[MATERIAL SUPPLIED]:
§ §
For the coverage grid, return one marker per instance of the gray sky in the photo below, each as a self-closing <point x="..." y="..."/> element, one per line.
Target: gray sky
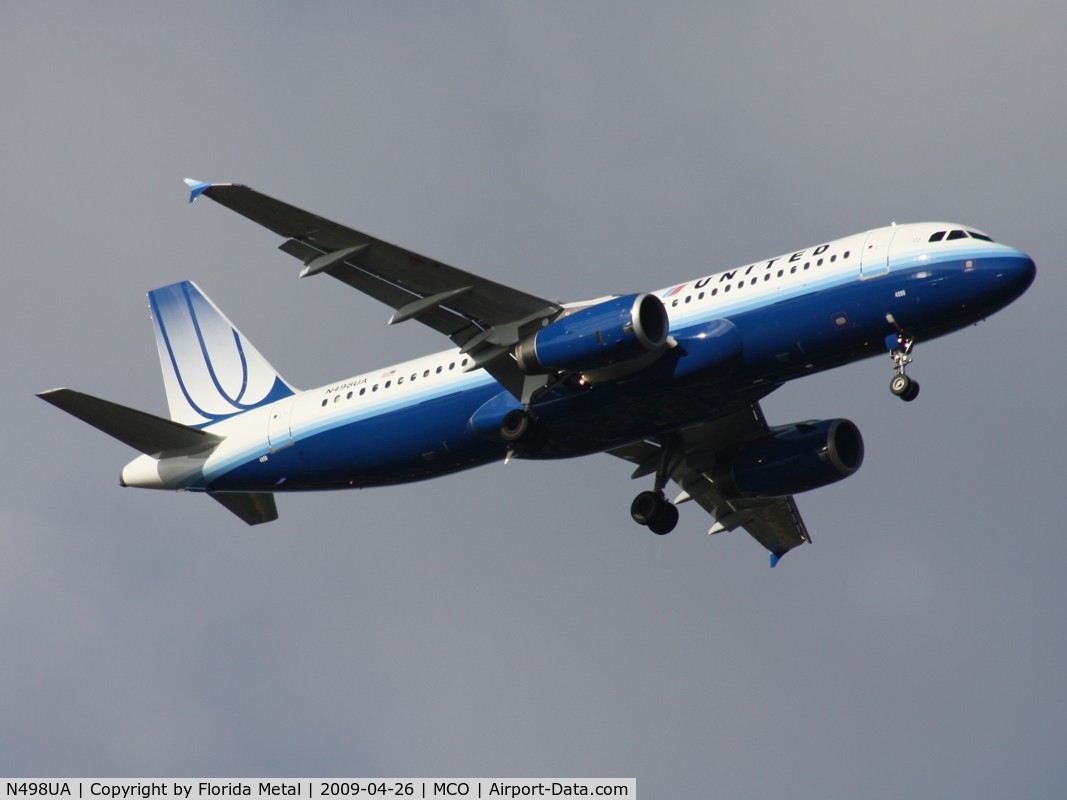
<point x="513" y="621"/>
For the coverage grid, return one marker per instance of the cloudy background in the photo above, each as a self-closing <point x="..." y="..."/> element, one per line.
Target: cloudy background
<point x="512" y="621"/>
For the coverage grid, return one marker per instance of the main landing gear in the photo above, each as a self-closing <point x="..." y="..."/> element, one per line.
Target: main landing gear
<point x="652" y="509"/>
<point x="900" y="350"/>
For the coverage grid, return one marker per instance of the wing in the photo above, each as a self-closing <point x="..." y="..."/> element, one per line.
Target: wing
<point x="776" y="524"/>
<point x="484" y="319"/>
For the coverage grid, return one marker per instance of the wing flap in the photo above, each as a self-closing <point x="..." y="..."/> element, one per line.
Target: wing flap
<point x="254" y="509"/>
<point x="461" y="305"/>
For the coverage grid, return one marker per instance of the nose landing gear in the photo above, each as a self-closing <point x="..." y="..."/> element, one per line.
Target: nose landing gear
<point x="900" y="350"/>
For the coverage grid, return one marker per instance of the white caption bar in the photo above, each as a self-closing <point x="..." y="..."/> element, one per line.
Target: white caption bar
<point x="313" y="788"/>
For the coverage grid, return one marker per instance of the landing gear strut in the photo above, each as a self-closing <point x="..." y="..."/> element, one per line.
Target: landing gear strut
<point x="652" y="509"/>
<point x="900" y="350"/>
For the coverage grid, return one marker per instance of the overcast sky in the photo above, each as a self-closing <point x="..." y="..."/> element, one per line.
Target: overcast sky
<point x="512" y="621"/>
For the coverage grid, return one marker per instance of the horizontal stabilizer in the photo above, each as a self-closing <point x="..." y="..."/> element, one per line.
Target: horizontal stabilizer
<point x="254" y="509"/>
<point x="144" y="432"/>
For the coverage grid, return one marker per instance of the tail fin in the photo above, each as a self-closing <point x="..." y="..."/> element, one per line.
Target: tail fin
<point x="210" y="370"/>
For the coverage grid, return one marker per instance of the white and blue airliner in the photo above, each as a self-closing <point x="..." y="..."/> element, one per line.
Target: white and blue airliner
<point x="669" y="380"/>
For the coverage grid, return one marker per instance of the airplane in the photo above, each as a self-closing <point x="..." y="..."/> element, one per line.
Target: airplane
<point x="669" y="380"/>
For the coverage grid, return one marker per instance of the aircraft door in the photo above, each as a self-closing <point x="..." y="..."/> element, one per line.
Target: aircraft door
<point x="875" y="257"/>
<point x="279" y="431"/>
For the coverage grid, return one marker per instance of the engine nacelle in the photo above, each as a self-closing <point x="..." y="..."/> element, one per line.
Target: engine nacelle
<point x="603" y="335"/>
<point x="793" y="459"/>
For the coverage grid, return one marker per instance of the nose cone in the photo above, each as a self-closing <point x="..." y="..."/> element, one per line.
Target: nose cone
<point x="1016" y="273"/>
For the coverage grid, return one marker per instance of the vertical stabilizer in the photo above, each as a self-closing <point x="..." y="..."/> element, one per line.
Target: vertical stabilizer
<point x="210" y="370"/>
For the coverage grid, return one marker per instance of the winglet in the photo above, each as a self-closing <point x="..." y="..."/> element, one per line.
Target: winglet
<point x="196" y="188"/>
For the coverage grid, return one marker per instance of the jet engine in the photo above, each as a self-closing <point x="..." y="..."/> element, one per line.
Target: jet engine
<point x="793" y="459"/>
<point x="631" y="328"/>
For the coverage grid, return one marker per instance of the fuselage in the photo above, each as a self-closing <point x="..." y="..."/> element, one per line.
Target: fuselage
<point x="799" y="313"/>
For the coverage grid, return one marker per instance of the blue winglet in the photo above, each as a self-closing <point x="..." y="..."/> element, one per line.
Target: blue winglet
<point x="196" y="188"/>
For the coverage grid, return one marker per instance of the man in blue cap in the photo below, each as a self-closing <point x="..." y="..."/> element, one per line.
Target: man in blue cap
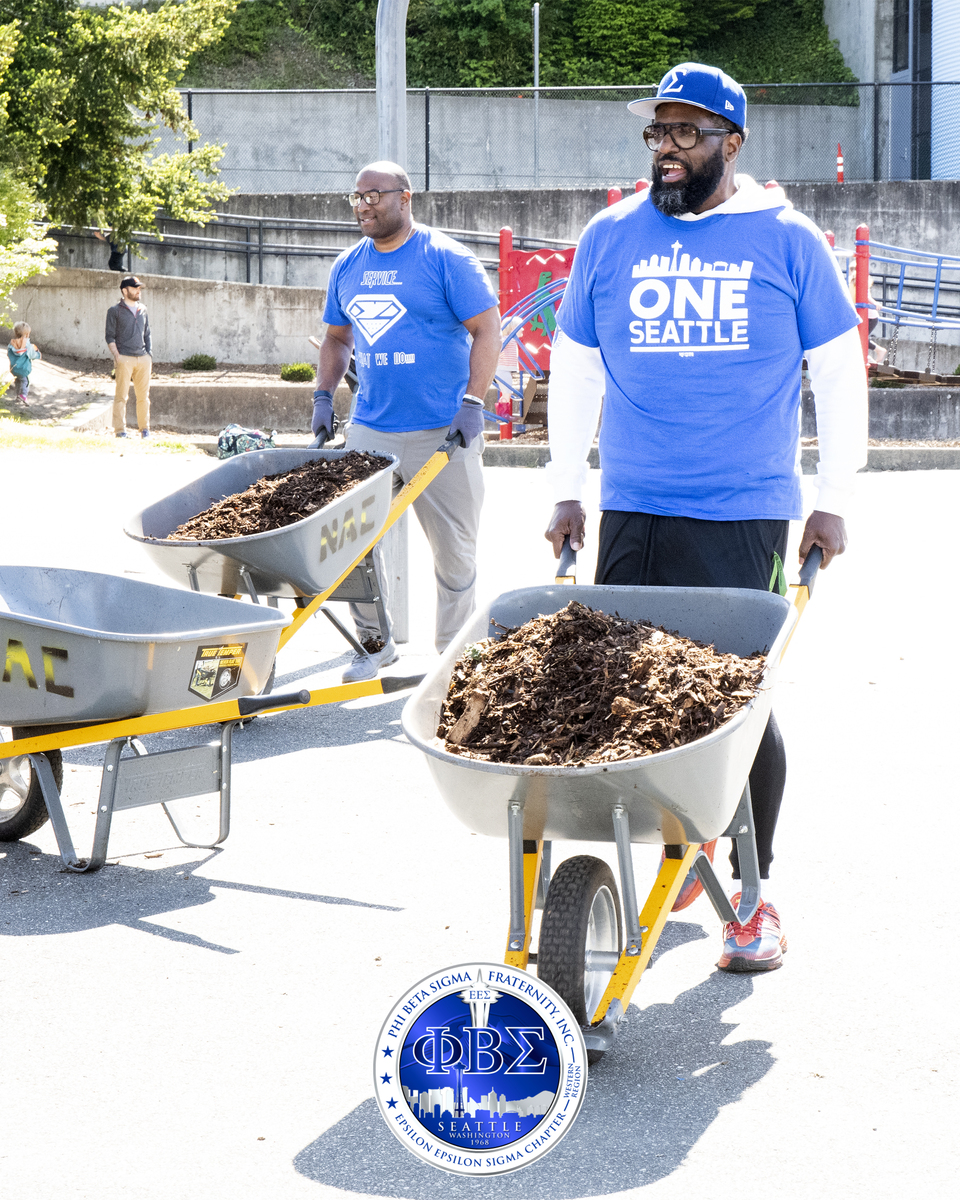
<point x="689" y="315"/>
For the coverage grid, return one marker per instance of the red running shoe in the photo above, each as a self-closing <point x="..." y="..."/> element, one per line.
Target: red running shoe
<point x="691" y="885"/>
<point x="756" y="946"/>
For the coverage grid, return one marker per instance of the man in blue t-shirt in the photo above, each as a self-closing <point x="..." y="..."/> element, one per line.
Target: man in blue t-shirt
<point x="419" y="313"/>
<point x="689" y="313"/>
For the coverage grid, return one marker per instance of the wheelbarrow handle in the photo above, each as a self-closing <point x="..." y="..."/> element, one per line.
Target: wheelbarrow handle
<point x="568" y="564"/>
<point x="810" y="568"/>
<point x="250" y="705"/>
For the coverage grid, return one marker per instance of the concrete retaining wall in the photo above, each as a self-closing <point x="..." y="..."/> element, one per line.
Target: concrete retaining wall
<point x="241" y="323"/>
<point x="317" y="141"/>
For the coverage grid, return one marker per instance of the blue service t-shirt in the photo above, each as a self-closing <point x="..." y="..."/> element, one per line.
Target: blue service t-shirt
<point x="407" y="309"/>
<point x="702" y="327"/>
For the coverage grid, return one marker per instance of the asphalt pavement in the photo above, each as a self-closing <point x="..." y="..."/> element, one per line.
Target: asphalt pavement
<point x="197" y="1023"/>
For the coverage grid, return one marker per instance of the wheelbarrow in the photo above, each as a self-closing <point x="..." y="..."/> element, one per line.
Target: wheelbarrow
<point x="119" y="659"/>
<point x="303" y="561"/>
<point x="592" y="949"/>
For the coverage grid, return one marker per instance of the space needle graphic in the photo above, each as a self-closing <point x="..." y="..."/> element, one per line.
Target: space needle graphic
<point x="479" y="999"/>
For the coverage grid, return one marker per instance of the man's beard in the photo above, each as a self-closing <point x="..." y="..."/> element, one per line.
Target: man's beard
<point x="675" y="199"/>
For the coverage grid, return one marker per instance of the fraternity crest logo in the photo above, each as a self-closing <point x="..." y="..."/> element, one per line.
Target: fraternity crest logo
<point x="373" y="315"/>
<point x="480" y="1069"/>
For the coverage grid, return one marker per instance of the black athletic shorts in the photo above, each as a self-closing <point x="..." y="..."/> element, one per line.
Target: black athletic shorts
<point x="643" y="550"/>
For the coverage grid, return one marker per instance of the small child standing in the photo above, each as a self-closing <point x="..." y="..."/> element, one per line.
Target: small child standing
<point x="22" y="354"/>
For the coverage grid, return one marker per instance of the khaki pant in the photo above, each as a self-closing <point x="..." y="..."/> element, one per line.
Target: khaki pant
<point x="448" y="511"/>
<point x="136" y="369"/>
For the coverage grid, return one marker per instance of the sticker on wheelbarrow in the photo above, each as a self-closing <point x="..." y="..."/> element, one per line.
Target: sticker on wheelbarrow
<point x="480" y="1069"/>
<point x="217" y="669"/>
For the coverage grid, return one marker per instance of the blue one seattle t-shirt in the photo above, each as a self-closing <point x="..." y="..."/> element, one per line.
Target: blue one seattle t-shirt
<point x="702" y="327"/>
<point x="407" y="309"/>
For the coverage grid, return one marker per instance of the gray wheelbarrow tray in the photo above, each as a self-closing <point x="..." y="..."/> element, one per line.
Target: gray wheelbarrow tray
<point x="301" y="559"/>
<point x="83" y="647"/>
<point x="687" y="795"/>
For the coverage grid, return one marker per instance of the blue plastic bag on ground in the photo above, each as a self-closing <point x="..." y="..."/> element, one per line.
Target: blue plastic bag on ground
<point x="235" y="439"/>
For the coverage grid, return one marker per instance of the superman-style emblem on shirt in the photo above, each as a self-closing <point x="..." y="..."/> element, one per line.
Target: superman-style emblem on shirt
<point x="373" y="315"/>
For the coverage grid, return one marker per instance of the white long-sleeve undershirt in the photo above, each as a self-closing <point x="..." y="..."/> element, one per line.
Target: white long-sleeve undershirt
<point x="838" y="381"/>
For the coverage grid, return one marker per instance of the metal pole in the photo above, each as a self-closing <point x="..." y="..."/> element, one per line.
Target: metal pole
<point x="391" y="81"/>
<point x="863" y="287"/>
<point x="876" y="131"/>
<point x="537" y="95"/>
<point x="426" y="139"/>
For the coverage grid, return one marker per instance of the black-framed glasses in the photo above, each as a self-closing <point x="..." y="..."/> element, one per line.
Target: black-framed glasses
<point x="372" y="197"/>
<point x="683" y="135"/>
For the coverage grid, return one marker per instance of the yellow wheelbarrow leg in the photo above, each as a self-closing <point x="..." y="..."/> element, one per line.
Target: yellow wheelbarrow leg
<point x="526" y="859"/>
<point x="654" y="915"/>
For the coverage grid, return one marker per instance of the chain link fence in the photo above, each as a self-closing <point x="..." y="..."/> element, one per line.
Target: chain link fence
<point x="310" y="142"/>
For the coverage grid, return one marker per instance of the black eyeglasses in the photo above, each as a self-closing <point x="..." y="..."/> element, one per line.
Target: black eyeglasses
<point x="371" y="197"/>
<point x="683" y="135"/>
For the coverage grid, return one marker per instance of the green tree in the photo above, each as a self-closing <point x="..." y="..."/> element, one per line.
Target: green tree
<point x="87" y="91"/>
<point x="24" y="249"/>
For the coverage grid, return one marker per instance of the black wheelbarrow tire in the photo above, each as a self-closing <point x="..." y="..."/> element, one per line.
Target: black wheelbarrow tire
<point x="581" y="913"/>
<point x="22" y="808"/>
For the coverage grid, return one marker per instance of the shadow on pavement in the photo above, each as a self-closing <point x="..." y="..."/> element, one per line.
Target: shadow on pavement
<point x="43" y="899"/>
<point x="647" y="1104"/>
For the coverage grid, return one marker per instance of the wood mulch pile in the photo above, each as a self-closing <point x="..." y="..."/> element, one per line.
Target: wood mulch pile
<point x="277" y="501"/>
<point x="585" y="687"/>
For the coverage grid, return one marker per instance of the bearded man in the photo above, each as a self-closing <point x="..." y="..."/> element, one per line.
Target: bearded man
<point x="689" y="315"/>
<point x="423" y="317"/>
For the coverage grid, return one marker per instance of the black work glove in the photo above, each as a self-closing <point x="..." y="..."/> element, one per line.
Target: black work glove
<point x="468" y="420"/>
<point x="323" y="412"/>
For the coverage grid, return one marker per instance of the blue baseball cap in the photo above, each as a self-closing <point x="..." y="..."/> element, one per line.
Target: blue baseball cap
<point x="693" y="83"/>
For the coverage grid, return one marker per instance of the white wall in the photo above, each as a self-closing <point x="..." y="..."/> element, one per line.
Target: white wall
<point x="234" y="322"/>
<point x="863" y="29"/>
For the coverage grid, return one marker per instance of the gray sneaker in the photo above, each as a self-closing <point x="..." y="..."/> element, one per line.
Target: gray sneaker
<point x="367" y="666"/>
§ §
[WHAT THE TASK ASKS]: Reproduce exactly the lines from the one with "of the wood" through the end of the entries above, both ends included.

[EXERCISE RESPONSE]:
For the coverage grid, return one marker per instance of the wood mulch pile in the photo above, each as a self-closing <point x="..." y="..."/> element, one per line.
Target: wood mulch pile
<point x="277" y="501"/>
<point x="585" y="687"/>
For the coverage grid, return one marker per instance of the bearded man in the photo above, each as a self-closing <point x="..." y="..."/> element, one per line.
Target: bearded man
<point x="689" y="315"/>
<point x="423" y="317"/>
For the coverage grid, return one marker per instance of the black work glove in the photo above, each as a self-closing <point x="..." y="..."/> element, one per line.
Target: black work glove
<point x="468" y="420"/>
<point x="323" y="412"/>
For the coverage grid, return one marker per instance of the blue baseball cap in the photo above, each as a self-closing <point x="..." y="..."/> element, one per line.
Target: blue baseball cap
<point x="693" y="83"/>
For the coverage grid, return one marker per instance of the white wall in the photo above, each as a self-closing <point x="..." y="..."/> element, one per line.
Target: white wall
<point x="234" y="322"/>
<point x="863" y="29"/>
For the coverage grid, return one marker per instance of the gray sneaker in the photo above, each as a self-closing <point x="..." y="..."/> element, one per line.
Target: gray sneaker
<point x="367" y="666"/>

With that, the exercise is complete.